Consigne
Trouvez toutes les lignes des enregistrements ci-dessous où figure le mot « JSON », puis recopiez-les.

Liste des enregistrements

-*-*-

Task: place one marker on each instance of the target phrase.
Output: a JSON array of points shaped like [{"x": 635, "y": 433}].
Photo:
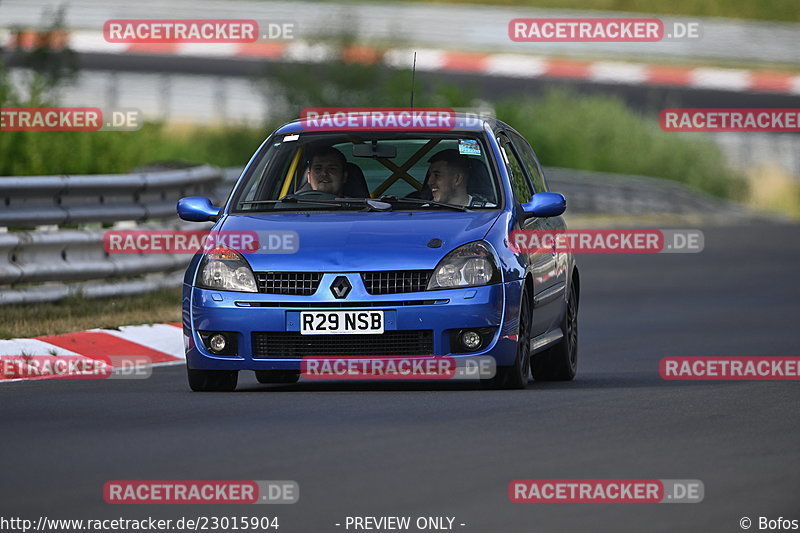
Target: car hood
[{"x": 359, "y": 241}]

-*-*-

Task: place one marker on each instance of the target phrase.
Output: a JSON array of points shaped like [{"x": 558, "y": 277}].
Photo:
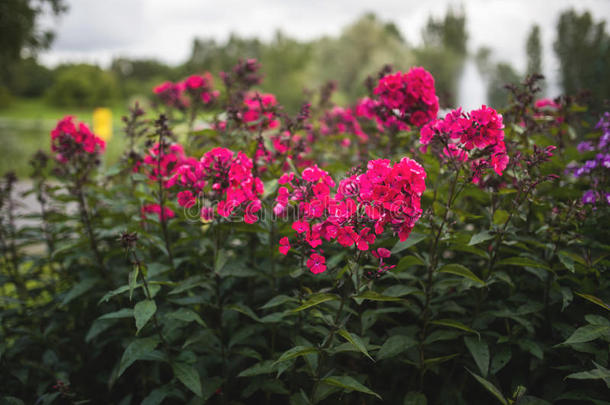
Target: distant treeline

-*-*-

Résultat attendu
Output: a JSON array of points shaped like [{"x": 635, "y": 433}].
Output: a JSON array of points shaped like [{"x": 558, "y": 277}].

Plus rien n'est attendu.